**Set of tasks**
(a) Retype the Eyes Wide Shut passage from "It could possibly" up to and including "the Kubrick canon.".
(b) Answer these questions from the Eyes Wide Shut passage:
(i) Who is quoted calling the film "A stiff"?
(ii) How many bones does Videohound's Golden Movie Retriever give the film?
(iii) Which Kubrick film did Spielberg at first find disappointing?
>> Begin Passage
It could possibly be argued that the following may contain "spoilers".

Eyes Wide Shut unfairly bears a burden of high-expectations being, as it is, Stanley Kubrick’s swan song.  It was met upon its initial release with disappointment and scorn (“A stiff” – David Denby); for many critics it didn’t adequately sum up or live up to the director’s career, who passed away after filming but before the film’s public release.  It remains poorly received, according to my benchmark for general critical consensus, Videohound’s Golden Movie Retriever, which affords it a mere two bones (out of four possible bones) and calls it “less than compelling.”  While it would be impossible to argue that the film should be exalted to the rank of Kubrick’s finest, it is nevertheless a great film and a worthy entry into the Kubrick canon.

Eyes Wide Shut is a very difficult picture and suffers from rampant critical misunderstanding; at first, many of its most potent virtues can come across as its most repellent features (eg. the use of sound stages rather than locations, the lack of a clear distinction between what’s real and what’s imaginary.)  Steven Spielberg opines, in an interview on the DVD’s special features, that any Kubrick film demands repeated viewings.  He confesses he initially found The Shining disappointing, but since it has become one of his favorite films, although Spielberg seems like the kind of guy who has a thousand “favorite films”.  Thus, I encourage anyone who has responded to the film with discontent to re-examine it and discover it for the masterpiece that it is.
>> End Passage
>> Begin Provided material
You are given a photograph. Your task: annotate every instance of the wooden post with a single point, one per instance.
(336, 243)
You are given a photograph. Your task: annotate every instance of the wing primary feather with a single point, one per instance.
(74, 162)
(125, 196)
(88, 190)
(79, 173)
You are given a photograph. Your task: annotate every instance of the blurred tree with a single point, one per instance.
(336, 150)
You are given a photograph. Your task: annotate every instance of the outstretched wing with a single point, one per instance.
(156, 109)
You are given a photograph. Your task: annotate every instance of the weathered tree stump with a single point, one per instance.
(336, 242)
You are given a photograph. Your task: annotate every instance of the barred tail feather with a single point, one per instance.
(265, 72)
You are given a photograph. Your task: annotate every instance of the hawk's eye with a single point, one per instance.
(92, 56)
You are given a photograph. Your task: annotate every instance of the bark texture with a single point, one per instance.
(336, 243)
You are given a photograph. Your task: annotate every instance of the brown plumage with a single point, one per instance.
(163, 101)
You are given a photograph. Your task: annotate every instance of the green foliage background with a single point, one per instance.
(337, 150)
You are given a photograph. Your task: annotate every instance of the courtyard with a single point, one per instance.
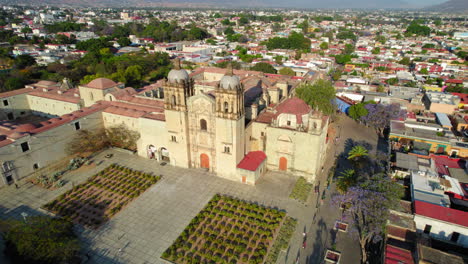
(152, 222)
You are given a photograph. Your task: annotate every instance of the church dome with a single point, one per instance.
(177, 74)
(229, 81)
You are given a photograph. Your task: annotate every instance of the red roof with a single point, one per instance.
(441, 213)
(252, 160)
(101, 83)
(395, 255)
(454, 81)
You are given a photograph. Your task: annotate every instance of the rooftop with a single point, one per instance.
(441, 213)
(252, 160)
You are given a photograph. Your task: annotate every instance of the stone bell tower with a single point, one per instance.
(230, 124)
(177, 89)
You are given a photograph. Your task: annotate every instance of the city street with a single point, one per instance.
(319, 230)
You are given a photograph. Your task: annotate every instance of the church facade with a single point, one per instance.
(236, 124)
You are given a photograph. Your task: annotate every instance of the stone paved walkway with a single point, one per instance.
(149, 224)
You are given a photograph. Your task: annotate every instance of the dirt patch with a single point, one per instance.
(102, 195)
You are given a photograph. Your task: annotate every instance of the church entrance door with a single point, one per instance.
(204, 161)
(283, 164)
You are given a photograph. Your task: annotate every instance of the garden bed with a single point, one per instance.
(102, 195)
(341, 226)
(227, 230)
(301, 190)
(332, 257)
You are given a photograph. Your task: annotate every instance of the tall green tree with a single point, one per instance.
(348, 178)
(320, 96)
(287, 71)
(264, 67)
(357, 111)
(357, 153)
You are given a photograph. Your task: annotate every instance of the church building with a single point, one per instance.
(237, 124)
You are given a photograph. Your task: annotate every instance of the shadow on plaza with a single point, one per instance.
(87, 254)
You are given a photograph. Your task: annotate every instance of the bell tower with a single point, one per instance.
(230, 96)
(177, 89)
(230, 125)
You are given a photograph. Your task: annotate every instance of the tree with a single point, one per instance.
(122, 137)
(357, 111)
(304, 26)
(367, 213)
(346, 35)
(229, 31)
(347, 179)
(336, 75)
(320, 96)
(278, 59)
(405, 61)
(349, 49)
(124, 41)
(26, 30)
(88, 141)
(264, 67)
(379, 116)
(287, 71)
(417, 29)
(41, 240)
(392, 81)
(24, 60)
(324, 45)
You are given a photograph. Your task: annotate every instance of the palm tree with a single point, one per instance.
(357, 152)
(347, 179)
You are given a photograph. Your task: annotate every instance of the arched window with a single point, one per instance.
(203, 124)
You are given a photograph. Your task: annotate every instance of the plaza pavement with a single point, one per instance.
(148, 225)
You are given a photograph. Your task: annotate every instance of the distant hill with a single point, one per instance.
(450, 6)
(332, 4)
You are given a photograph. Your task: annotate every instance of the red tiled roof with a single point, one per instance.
(101, 83)
(444, 162)
(454, 81)
(55, 96)
(265, 117)
(15, 92)
(293, 106)
(252, 160)
(463, 97)
(441, 213)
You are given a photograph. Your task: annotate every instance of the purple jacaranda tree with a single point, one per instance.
(366, 208)
(366, 212)
(379, 115)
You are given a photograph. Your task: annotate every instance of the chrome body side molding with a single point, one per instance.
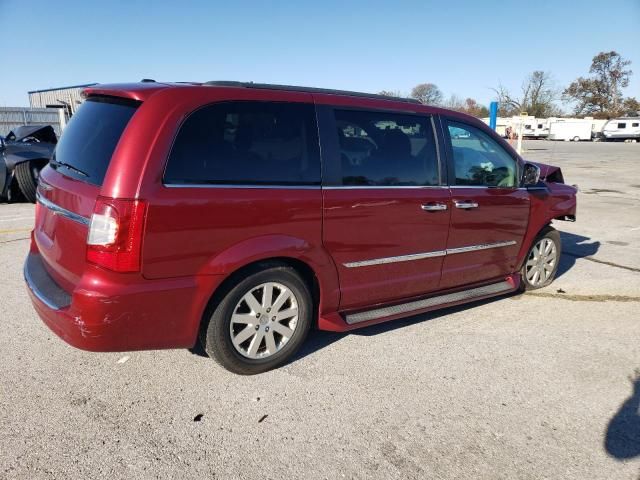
(421, 255)
(407, 308)
(484, 246)
(402, 258)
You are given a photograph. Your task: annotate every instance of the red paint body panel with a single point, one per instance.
(362, 224)
(502, 216)
(195, 238)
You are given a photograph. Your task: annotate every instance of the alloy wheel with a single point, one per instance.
(264, 320)
(541, 262)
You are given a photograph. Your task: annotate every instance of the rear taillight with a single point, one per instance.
(115, 234)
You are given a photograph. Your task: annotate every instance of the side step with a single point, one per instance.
(407, 308)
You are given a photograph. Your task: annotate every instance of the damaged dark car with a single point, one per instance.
(23, 153)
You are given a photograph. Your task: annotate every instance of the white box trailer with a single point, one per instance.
(570, 130)
(535, 128)
(625, 128)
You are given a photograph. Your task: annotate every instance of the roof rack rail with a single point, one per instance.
(295, 88)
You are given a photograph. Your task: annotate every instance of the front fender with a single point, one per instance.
(553, 201)
(267, 247)
(5, 177)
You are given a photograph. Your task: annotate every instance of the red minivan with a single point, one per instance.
(240, 215)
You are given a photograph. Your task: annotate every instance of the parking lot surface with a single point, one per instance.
(541, 385)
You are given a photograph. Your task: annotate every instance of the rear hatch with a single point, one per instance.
(71, 183)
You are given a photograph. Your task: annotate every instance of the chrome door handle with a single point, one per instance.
(467, 204)
(433, 207)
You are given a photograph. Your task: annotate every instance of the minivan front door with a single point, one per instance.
(385, 210)
(489, 213)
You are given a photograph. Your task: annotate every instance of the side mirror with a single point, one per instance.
(531, 175)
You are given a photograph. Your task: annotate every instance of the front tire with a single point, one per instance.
(541, 264)
(260, 322)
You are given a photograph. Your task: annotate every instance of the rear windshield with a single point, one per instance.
(87, 143)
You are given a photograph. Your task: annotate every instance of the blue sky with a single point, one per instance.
(465, 47)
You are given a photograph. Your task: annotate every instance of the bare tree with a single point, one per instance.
(427, 93)
(390, 93)
(601, 93)
(454, 102)
(537, 96)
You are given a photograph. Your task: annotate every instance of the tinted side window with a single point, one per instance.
(248, 143)
(386, 149)
(478, 159)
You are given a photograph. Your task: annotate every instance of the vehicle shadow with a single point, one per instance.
(574, 247)
(622, 440)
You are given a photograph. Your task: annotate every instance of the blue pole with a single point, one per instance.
(493, 115)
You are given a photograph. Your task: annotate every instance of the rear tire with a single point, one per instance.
(542, 260)
(250, 331)
(27, 174)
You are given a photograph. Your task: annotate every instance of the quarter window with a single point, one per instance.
(248, 143)
(479, 159)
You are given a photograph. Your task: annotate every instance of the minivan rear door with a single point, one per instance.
(386, 207)
(71, 182)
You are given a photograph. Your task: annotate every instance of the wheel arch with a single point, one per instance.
(315, 267)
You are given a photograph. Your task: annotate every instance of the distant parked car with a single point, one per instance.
(241, 215)
(626, 128)
(24, 152)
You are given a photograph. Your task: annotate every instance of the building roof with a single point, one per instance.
(62, 88)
>> End Provided material
**Task-by-task results**
(a)
It could possibly be argued that the following may contain "spoilers".

Eyes Wide Shut unfairly bears a burden of high-expectations being, as it is, Stanley Kubrick’s swan song.  It was met upon its initial release with disappointment and scorn (“A stiff” – David Denby); for many critics it didn’t adequately sum up or live up to the director’s career, who passed away after filming but before the film’s public release.  It remains poorly received, according to my benchmark for general critical consensus, Videohound’s Golden Movie Retriever, which affords it a mere two bones (out of four possible bones) and calls it “less than compelling.”  While it would be impossible to argue that the film should be exalted to the rank of Kubrick’s finest, it is nevertheless a great film and a worthy entry into the Kubrick canon.

(b)
(i) David Denby
(ii) Two bones out of four
(iii) The Shining